TEXT TO READ =>
/---

Intel Core i9 9900K CofeeLake-R Review & Benchmarks – 2-channel DDR4 Cache & Memory Performance

What is “CofeeLake-R” CFL-R?

It is the “refresh” (updated) version of the 8th generation Intel Core architecture (CFL) – itself a minor stepping of the previous 7th generation “KabyLake” (KBL), itself a minor update of the 6th generation “SkyLake” (SKL). While ordinarily this would not be much of an event – this time we do have more significant changes:

  • Patched vulnerabilities in hardware: this can help restore I/O workload performance degradation due to OS mitigations
    • Kernel Page Table Isolation (KPTI) aka “Meltdown” – Patched in hardware
    • L1TF/Foreshadow – Patched in hardware
    • (IBPB/IBRS) “Spectre 2” – OS mitigation needed
    • Speculative Store Bypass disabling (SSBD) “Spectre 4” – OS mitigation needed
  • Increased core counts yet again: CFL-R top-end now has 8 cores, not 6.

\---

DATA ROWS =>
/---

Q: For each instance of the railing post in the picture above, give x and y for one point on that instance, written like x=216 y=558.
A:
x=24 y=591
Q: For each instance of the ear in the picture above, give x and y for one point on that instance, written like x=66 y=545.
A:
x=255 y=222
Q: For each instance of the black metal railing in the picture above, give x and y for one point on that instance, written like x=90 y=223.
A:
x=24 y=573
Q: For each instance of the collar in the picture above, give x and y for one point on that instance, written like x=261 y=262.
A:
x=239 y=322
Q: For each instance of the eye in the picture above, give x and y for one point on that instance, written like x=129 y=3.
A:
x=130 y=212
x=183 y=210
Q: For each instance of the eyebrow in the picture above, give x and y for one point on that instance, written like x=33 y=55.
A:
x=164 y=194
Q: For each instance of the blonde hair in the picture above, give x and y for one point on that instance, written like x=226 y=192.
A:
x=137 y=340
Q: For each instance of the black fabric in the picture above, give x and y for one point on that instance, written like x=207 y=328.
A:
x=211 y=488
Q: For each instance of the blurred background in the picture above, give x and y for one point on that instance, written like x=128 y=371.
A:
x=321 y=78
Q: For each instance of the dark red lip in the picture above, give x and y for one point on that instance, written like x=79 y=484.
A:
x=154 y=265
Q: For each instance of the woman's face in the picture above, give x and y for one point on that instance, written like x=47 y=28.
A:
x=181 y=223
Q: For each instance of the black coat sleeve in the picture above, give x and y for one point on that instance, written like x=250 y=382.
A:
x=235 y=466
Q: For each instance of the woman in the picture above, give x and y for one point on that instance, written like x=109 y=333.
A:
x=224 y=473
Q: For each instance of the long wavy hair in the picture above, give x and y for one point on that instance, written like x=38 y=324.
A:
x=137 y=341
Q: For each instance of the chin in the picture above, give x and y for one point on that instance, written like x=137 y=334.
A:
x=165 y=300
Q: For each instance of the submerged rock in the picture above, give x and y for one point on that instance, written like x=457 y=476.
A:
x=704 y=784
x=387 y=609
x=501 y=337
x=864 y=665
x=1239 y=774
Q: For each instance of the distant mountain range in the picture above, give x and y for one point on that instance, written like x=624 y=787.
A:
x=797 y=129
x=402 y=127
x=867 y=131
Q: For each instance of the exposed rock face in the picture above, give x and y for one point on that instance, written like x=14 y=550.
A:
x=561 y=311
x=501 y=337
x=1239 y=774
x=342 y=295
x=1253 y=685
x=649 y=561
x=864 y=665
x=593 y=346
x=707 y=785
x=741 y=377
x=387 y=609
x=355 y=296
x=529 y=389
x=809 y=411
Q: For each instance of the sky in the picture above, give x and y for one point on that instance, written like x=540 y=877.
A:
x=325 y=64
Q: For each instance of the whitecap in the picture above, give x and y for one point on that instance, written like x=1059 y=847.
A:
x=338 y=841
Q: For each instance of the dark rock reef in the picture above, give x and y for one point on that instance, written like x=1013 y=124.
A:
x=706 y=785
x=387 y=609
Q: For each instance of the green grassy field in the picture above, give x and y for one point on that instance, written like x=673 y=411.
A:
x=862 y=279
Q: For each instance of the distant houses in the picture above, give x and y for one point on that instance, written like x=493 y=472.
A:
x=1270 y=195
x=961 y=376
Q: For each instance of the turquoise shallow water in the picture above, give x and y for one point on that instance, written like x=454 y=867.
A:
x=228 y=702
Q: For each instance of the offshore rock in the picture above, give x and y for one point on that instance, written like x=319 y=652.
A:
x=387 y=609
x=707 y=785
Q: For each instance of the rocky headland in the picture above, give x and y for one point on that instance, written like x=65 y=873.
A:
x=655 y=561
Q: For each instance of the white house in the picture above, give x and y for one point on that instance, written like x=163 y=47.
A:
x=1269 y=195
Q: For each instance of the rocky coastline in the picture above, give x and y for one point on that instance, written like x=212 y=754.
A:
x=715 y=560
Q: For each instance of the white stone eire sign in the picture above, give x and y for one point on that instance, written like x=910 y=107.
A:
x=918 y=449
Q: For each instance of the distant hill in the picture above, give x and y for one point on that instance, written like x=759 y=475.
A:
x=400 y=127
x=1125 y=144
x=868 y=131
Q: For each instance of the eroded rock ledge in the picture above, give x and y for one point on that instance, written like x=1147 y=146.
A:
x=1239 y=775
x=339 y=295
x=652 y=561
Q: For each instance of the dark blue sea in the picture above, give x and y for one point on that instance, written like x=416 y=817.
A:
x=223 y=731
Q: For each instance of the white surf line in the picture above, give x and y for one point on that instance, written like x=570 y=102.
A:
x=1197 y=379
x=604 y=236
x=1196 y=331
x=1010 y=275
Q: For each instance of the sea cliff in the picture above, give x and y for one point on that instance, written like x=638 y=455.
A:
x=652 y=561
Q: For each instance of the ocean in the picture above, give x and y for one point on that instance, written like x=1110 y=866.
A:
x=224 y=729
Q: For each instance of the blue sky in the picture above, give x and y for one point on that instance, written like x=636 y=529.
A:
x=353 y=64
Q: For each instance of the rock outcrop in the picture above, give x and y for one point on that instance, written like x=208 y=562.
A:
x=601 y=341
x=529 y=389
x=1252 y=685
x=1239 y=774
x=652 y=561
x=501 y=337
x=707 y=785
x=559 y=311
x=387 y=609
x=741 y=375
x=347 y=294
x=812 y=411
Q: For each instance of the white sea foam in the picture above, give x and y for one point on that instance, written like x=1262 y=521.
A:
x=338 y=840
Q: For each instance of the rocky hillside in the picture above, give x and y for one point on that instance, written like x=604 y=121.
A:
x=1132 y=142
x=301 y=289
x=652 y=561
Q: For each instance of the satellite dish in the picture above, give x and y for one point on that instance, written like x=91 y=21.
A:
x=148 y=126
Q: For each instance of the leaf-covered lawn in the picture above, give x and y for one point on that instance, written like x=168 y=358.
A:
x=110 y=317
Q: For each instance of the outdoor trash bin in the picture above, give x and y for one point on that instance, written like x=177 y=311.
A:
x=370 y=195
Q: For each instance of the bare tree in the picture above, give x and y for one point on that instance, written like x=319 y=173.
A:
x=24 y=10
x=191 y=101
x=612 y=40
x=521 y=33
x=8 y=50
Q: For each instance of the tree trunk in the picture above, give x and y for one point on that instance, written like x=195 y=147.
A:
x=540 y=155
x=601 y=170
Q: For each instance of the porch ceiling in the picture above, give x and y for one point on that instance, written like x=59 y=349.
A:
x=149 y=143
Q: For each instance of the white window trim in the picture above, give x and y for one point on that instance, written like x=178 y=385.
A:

\---

SHORT TASK 1 => In the Core i9 9900K review, how many cores does the top-end CFL-R part now have?
SHORT TASK 2 => Continue the Core i9 9900K review from the point where it stops.
The lines are separate material.

WRITTEN ANSWER 1 => 8 cores, up from 6.

WRITTEN ANSWER 2 =>
Intel CPUs bore the brunt of the vulnerabilities disclosed at the start of 2018 with “Meltdown” operating system mitigations (KVA) likely having the biggest performance impact in I/O workloads. While modern features (e.g. PCID (process context id) acceleration) could help reduce performance impact somewhat on recent architectures (4th gen and newer) the impact can still be significant. The CFL-R hardware fixes (thus not needing KVA) may thus prove very important.

On the desktop we also see increased cores (again!) now up to 8 (thus 16 threads with HyperThreading) – double what KBL and SKL brought and matching AMD.

We also see increased clocks, mainly Turbo, but this still allows 1 or 2 cores to boost clocks higher than CFL could and thus help workloads not massively threaded. This can improve responsiveness as single tasks can be run at top speed when there is little thread utilization.

While rated TDP has not changed, in practice we are likely to see increased “real” power consumption especially due to higher clocks – with Turbo pushing power consumption even higher – close to SKL/KBL-X.

In this article we test CPU Core performance; please see our other articles on:

Hardware Specifications

We are comparing the top-of-the-range Gen 8 Core i7 (8700K) with previous generation (6700K) and competing architectures with a view to upgrading to a mid-range high performance design.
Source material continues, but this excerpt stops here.